• [WORK INSTRUCTIONS] Word for word, set down the entries below.

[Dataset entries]
/---

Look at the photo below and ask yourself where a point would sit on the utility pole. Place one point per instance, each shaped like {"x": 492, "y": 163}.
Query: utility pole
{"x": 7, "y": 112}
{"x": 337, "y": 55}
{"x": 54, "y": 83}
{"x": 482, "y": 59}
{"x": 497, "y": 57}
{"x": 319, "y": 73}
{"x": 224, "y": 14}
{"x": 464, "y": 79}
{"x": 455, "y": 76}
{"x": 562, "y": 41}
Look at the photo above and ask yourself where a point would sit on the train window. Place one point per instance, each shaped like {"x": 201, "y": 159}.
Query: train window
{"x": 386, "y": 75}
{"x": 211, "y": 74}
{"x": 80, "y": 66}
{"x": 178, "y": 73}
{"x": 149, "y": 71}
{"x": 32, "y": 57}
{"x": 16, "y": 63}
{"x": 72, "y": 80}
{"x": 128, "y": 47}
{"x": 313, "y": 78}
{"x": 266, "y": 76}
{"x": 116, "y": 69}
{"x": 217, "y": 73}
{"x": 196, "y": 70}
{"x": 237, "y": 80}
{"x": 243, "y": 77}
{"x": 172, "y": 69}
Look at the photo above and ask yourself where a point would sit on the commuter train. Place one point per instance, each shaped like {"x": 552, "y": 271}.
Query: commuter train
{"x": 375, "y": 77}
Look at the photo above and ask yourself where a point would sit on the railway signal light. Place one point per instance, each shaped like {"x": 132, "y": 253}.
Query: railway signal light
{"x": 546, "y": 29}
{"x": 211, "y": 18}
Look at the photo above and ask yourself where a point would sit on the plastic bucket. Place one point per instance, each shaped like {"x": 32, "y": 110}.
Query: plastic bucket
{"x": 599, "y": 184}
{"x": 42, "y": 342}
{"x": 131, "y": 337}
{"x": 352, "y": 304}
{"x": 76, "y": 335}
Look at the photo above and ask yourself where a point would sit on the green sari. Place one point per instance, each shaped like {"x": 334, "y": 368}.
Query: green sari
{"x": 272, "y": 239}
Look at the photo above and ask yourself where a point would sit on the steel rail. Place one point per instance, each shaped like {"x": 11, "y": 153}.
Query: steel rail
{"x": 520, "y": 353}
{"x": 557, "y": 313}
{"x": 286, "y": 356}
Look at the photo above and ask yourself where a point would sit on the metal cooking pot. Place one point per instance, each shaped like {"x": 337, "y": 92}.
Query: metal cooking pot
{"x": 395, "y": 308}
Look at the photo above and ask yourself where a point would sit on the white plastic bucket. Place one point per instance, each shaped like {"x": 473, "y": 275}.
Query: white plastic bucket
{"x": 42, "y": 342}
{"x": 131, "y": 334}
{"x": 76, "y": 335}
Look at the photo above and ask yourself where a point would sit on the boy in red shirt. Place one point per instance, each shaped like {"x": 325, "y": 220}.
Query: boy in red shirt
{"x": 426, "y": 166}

\---

• [WRITTEN RESPONSE]
Look at the photo below and ask yourself where a point would sit on the utility pole. Place one point per instance, each shaped like {"x": 492, "y": 163}.
Query: utility pole
{"x": 7, "y": 112}
{"x": 337, "y": 55}
{"x": 54, "y": 83}
{"x": 482, "y": 59}
{"x": 497, "y": 57}
{"x": 319, "y": 73}
{"x": 224, "y": 14}
{"x": 464, "y": 79}
{"x": 455, "y": 76}
{"x": 562, "y": 41}
Look at the photo above and ask yourself where a point would sit on the train window. Place one point per instance, each shaped like {"x": 201, "y": 159}.
Query: train window
{"x": 386, "y": 75}
{"x": 211, "y": 74}
{"x": 80, "y": 66}
{"x": 178, "y": 73}
{"x": 149, "y": 71}
{"x": 32, "y": 57}
{"x": 16, "y": 63}
{"x": 72, "y": 80}
{"x": 128, "y": 47}
{"x": 313, "y": 78}
{"x": 266, "y": 76}
{"x": 116, "y": 69}
{"x": 217, "y": 73}
{"x": 196, "y": 70}
{"x": 237, "y": 80}
{"x": 243, "y": 77}
{"x": 172, "y": 69}
Look at the photo above and ask yourself where a point would sit on the commuter train. Place one point per instance, each shaped like {"x": 552, "y": 271}.
Query: commuter train
{"x": 375, "y": 77}
Look at the photo above and ask yourself where a point would sit on the railway signal light. Place one point per instance, each shaped like {"x": 132, "y": 253}.
Query: railway signal light
{"x": 546, "y": 29}
{"x": 211, "y": 18}
Look at the photo above and ask yourself where a point would sit on the plastic bucket. Place one point per instance, each shaped like {"x": 32, "y": 110}.
Query: plastic bucket
{"x": 599, "y": 184}
{"x": 42, "y": 342}
{"x": 131, "y": 337}
{"x": 352, "y": 304}
{"x": 76, "y": 335}
Look at the photo above and ask yourself where a point would sit on the green sari. Place one point per instance, each shaped like {"x": 334, "y": 368}.
Query: green sari
{"x": 272, "y": 239}
Look at the photo above and ask yourself where a point would sit on the steel rail. Place one point per instance, each shaped like {"x": 11, "y": 153}.
Query: steel rail
{"x": 520, "y": 353}
{"x": 557, "y": 313}
{"x": 286, "y": 356}
Look at the photo above and ask yourself where a point would sit on the metal cooking pot. Place one point per instance, each shaped like {"x": 337, "y": 92}.
Query: metal cooking pot
{"x": 395, "y": 308}
Look at the photo above and ask yourself where a point would sit on the white plastic bucket. Place one point per instance, each shaped like {"x": 473, "y": 275}.
Query: white plastic bucket
{"x": 42, "y": 342}
{"x": 131, "y": 334}
{"x": 76, "y": 335}
Look at the photo above and ask yourself where a point would sit on the boy in red shirt. Place one point per instance, each shaped like {"x": 325, "y": 220}.
Query: boy in red shirt
{"x": 426, "y": 166}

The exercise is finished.